Problem requirements ▸
The answer must be an exact copy of the lines from the one holding "the blue banner" through the final line of the entries, and nothing else.

Data excerpts
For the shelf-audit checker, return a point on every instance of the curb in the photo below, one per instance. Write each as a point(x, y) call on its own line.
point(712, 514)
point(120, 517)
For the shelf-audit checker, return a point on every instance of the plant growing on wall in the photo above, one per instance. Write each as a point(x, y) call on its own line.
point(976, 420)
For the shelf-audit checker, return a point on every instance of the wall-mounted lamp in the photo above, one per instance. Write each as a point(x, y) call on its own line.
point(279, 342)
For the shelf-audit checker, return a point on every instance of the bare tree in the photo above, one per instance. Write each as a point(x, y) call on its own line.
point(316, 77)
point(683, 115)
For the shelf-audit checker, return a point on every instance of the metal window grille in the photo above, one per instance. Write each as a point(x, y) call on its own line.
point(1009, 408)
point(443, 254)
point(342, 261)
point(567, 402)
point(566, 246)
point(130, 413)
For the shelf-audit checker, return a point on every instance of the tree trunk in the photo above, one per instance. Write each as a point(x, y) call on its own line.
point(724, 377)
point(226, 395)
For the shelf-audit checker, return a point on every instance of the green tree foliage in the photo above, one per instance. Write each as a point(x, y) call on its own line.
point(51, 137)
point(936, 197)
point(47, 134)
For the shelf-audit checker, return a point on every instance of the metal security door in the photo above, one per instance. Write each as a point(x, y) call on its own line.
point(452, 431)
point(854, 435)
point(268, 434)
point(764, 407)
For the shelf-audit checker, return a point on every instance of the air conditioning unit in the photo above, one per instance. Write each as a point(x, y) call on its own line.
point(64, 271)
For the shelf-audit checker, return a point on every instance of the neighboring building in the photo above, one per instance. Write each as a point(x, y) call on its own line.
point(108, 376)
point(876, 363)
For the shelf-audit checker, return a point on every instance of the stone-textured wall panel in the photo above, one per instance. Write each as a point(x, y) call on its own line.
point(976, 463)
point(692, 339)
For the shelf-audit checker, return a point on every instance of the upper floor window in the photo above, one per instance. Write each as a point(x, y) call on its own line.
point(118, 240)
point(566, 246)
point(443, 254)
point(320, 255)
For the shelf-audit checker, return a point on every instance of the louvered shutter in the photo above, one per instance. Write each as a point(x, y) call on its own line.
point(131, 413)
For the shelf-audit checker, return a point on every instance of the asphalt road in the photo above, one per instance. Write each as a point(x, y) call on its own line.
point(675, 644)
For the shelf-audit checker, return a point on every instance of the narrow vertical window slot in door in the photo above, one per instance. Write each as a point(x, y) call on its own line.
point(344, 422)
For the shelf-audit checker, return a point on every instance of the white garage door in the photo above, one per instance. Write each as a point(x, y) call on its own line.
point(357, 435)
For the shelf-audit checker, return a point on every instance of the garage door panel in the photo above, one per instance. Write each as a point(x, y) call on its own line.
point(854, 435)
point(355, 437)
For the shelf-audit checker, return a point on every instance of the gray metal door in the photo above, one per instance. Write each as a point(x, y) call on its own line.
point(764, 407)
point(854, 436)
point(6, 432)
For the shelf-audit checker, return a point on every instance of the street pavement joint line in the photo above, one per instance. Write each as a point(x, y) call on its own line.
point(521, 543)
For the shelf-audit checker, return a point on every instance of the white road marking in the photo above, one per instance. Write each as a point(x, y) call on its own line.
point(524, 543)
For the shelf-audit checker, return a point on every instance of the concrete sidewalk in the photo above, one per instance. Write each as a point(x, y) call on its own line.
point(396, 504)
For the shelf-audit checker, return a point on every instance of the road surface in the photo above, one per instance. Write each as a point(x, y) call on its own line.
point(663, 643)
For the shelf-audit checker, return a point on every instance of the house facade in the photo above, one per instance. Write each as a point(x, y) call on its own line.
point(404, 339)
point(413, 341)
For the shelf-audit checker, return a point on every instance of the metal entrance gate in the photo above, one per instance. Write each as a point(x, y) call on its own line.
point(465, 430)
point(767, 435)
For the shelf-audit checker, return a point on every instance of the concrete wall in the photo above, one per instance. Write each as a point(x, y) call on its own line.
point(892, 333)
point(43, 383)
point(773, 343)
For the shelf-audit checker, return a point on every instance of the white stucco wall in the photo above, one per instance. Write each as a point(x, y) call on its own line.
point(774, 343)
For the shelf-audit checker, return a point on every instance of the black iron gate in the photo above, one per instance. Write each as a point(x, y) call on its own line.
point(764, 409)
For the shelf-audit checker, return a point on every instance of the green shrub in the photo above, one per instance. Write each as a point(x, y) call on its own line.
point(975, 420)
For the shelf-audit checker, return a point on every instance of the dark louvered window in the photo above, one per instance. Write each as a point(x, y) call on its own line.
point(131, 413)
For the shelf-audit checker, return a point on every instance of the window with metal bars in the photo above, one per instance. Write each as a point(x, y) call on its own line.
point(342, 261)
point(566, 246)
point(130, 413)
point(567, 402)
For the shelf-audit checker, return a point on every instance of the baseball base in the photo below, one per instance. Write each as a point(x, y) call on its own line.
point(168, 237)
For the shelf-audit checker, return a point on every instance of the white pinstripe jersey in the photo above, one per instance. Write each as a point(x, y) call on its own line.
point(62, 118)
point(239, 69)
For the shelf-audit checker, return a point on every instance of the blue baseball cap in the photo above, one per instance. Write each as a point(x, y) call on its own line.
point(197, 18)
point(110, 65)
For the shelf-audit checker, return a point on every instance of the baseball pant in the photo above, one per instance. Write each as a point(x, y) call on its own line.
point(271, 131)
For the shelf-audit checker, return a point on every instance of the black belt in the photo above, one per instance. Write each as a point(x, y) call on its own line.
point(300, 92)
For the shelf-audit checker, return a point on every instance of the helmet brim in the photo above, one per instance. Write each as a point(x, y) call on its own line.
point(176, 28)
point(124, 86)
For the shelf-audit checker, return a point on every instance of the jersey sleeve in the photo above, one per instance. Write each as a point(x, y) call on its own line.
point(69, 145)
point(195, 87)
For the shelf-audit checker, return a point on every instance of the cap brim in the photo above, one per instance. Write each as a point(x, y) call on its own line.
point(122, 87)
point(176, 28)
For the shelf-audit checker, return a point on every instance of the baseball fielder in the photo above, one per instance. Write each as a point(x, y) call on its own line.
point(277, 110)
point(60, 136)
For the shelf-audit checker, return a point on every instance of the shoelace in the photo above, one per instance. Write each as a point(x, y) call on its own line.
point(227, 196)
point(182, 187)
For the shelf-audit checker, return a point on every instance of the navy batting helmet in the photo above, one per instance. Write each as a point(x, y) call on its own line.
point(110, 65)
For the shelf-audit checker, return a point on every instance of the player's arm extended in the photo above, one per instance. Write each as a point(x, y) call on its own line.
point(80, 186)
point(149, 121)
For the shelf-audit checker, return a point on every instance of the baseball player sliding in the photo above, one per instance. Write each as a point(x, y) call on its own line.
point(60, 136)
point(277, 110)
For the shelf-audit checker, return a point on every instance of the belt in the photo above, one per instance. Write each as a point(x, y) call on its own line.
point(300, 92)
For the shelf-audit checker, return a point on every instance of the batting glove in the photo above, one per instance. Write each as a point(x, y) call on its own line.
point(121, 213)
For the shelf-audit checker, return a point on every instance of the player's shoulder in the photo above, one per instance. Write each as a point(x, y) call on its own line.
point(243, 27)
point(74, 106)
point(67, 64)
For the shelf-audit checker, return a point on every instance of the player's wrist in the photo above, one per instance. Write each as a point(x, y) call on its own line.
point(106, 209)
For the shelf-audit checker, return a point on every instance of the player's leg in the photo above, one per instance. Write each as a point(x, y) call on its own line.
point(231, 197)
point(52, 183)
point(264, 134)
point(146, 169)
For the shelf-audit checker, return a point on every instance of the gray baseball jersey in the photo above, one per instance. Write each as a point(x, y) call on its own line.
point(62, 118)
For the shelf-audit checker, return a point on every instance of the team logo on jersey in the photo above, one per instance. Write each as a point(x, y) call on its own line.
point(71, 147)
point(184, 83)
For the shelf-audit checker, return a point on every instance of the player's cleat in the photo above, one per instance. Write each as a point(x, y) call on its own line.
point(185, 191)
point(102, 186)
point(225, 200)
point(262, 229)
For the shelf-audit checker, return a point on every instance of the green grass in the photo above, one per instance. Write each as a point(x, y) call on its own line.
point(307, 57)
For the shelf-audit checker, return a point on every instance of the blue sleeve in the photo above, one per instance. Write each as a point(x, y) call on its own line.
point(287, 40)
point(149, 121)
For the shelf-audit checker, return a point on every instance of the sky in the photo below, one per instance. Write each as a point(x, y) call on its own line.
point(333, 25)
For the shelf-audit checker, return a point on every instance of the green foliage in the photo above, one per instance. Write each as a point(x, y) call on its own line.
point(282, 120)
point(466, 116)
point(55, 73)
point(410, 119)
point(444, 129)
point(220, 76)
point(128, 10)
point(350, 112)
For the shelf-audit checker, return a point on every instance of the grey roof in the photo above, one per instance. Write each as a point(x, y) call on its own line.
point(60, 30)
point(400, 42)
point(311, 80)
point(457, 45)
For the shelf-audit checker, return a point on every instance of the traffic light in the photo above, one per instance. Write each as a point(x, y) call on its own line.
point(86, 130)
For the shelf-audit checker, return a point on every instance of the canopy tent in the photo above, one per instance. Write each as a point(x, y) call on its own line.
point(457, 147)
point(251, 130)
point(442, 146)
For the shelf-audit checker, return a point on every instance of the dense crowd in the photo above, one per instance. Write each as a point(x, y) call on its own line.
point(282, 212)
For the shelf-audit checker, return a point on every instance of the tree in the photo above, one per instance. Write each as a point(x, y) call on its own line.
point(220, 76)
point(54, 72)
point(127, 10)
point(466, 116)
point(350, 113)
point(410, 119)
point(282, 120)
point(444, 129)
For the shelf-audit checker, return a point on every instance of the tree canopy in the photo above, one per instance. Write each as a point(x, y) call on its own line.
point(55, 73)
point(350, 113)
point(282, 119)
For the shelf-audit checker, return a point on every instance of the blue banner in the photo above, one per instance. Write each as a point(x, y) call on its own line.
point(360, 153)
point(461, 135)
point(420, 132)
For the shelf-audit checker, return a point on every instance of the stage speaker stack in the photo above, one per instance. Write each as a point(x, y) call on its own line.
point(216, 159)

Exercise solution ▸
For the shelf-audit checker, return a point on every instance of the blue banner in the photo above, one per instance. Write each as a point(x, y) call on its own line.
point(360, 153)
point(461, 135)
point(420, 132)
For the shelf-audit checker, return a point on every instance of the stage speaker stack in the photo above, one per instance. Write each as a point(x, y) call on its own line.
point(216, 159)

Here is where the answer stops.